À produire: Réécris le passage de l'extrait sur le contrat de dragage qui va de « 3.       Utilizing our » jusqu'à « Îles-de-la-Madeleine (Québec), Canada) », en remplaçant « Hopper Dredge » par « Cutter Suction Dredge ».

++++ Extrait du texte ++++

1.       B+B undertakes to execute part of the dredging works based on cubic meters, and the fees for its work will be calculated and determined according to the quotation already furnished on the third of October 2007, attached hereto (APPENDIX A), which constitutes integral part of the present (…);

10.     B+B undertook, in virtue of the previous agreement signed last October between the parties, to provide Verreault with proof of a surety bond for its entire share of works, upon the signature of the present;

11.     For administrative reasons, B+B is not able for the time being to furnish and provide Verreault with such surety bond;

12.     Verreault following banking confirmations, accepts the personal guarantee of Mr. Witt Barlow, sole owner of B+B, to guarantee the obligations of B+B contained in the present and also the completion by B+B of its share of works, such personal guarantee is attached hereto (APPENDIX B) and constitutes integral part of the present;

[Je souligne.]

[15]           Ladite annexe A qui se trouve donc être une quotation de B+B fournie à Dragage Verreault le 3 octobre 2007 contient la clause suivante :

Our pricing is based on the information provided and:

(…)

3.       Utilizing our Hopper Dredge “Atchafalaya”.

[16]           Quant à l’annexe B, elle constitue une garantie d’exécution personnelle de M. Barlow et se lit comme suit :

APPENDIX B

TO SUBCONTRACTING AGREEMENT DATED 23TH DAY OF JULY 2008, (Dragage d’entretien du chenal de navigation à Grande-Entrée aux Îles-de-la-Madeleine (Québec), Canada)

PERSONAL GUARANTY OF PERFORMANCE

The undersigned, Witt Barlow (« Guarantor »), acknowledges that it will be to his direct financial interest and benefit that the performance of the work to be accomplished pursuant to the attached Subcontracting Agreement by and between Dragage Verreault, Inc. and B+B Dredging Company be completed in accordance with the terms contained therein. Further, Guarantor hereby acknowledges that this Guaranty is required by Verreault, as a condition precedent and material inducement to enter into the attached Subcontract.

Now therefore, for and in consideration of the execution of the foregoing Subcontract by Verrault, Guarantor hereby unconditionally and irrevocably personally guarantees the prompt performance by B+B, with whom, the Guarantor will be solidary liable toward Dragage Verrault, of all of the convenants, undertakings, terms and conditions of B+B to be kept and performed by B+B.

++++ Enregistrements affichés ++++

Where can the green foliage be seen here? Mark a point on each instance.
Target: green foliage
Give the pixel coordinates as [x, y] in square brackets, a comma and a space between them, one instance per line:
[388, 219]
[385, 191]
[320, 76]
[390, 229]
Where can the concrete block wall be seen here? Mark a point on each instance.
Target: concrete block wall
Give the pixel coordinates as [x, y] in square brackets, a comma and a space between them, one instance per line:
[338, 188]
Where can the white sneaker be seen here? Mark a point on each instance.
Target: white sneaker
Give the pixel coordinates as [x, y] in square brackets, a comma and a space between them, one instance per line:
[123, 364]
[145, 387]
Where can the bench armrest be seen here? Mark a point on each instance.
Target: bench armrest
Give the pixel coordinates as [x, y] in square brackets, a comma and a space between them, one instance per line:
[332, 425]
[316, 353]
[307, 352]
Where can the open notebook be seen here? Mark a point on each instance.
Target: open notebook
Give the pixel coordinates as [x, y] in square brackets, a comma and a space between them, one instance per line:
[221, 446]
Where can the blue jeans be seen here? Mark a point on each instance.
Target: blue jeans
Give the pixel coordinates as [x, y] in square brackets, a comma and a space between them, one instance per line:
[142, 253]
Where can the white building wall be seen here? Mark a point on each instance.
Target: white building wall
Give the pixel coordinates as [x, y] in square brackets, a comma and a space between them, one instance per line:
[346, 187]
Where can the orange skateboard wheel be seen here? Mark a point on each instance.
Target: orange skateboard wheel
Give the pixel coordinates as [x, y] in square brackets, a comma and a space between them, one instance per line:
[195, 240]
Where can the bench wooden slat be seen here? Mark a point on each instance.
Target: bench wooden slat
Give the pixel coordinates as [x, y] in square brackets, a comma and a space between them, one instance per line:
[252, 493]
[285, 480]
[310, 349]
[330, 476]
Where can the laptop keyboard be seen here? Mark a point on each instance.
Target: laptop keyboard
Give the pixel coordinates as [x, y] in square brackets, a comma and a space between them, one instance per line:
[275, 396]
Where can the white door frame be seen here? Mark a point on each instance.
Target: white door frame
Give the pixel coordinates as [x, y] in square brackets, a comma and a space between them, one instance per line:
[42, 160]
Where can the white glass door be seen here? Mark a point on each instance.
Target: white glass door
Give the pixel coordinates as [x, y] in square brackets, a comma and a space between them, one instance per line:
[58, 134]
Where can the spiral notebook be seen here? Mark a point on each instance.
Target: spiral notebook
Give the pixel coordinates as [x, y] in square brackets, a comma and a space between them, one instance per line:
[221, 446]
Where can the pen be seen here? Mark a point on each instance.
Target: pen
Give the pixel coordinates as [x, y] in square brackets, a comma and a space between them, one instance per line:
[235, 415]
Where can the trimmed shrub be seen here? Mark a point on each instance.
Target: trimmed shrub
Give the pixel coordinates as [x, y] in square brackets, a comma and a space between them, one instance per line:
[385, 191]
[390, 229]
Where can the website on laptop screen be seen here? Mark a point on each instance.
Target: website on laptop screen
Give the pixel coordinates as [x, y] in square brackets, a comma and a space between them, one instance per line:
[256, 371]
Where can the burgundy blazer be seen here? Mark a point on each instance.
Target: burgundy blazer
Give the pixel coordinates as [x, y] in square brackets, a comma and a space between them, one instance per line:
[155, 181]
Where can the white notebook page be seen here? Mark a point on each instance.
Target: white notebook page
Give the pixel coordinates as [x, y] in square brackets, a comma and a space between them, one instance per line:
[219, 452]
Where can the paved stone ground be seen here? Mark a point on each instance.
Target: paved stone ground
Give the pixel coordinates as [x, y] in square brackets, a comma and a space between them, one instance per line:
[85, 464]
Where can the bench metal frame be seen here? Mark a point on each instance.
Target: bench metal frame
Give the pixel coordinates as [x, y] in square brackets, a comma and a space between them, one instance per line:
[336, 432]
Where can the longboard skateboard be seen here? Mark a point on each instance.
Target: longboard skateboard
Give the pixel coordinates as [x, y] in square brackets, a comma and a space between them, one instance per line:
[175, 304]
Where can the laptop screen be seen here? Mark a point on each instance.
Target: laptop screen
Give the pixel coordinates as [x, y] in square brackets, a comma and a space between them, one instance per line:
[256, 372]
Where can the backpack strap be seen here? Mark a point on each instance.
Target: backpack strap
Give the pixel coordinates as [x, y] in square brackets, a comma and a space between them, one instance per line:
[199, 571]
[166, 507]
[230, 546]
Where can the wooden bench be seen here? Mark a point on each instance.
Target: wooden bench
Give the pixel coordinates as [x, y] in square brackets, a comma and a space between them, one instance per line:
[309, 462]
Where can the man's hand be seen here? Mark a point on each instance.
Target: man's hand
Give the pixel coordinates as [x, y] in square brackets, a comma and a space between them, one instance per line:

++++

Réponse finale:
3.       Utilizing our Cutter Suction Dredge “Atchafalaya”.

[16]           Quant à l’annexe B, elle constitue une garantie d’exécution personnelle de M. Barlow et se lit comme suit :

APPENDIX B

TO SUBCONTRACTING AGREEMENT DATED 23TH DAY OF JULY 2008, (Dragage d’entretien du chenal de navigation à Grande-Entrée aux Îles-de-la-Madeleine (Québec), Canada)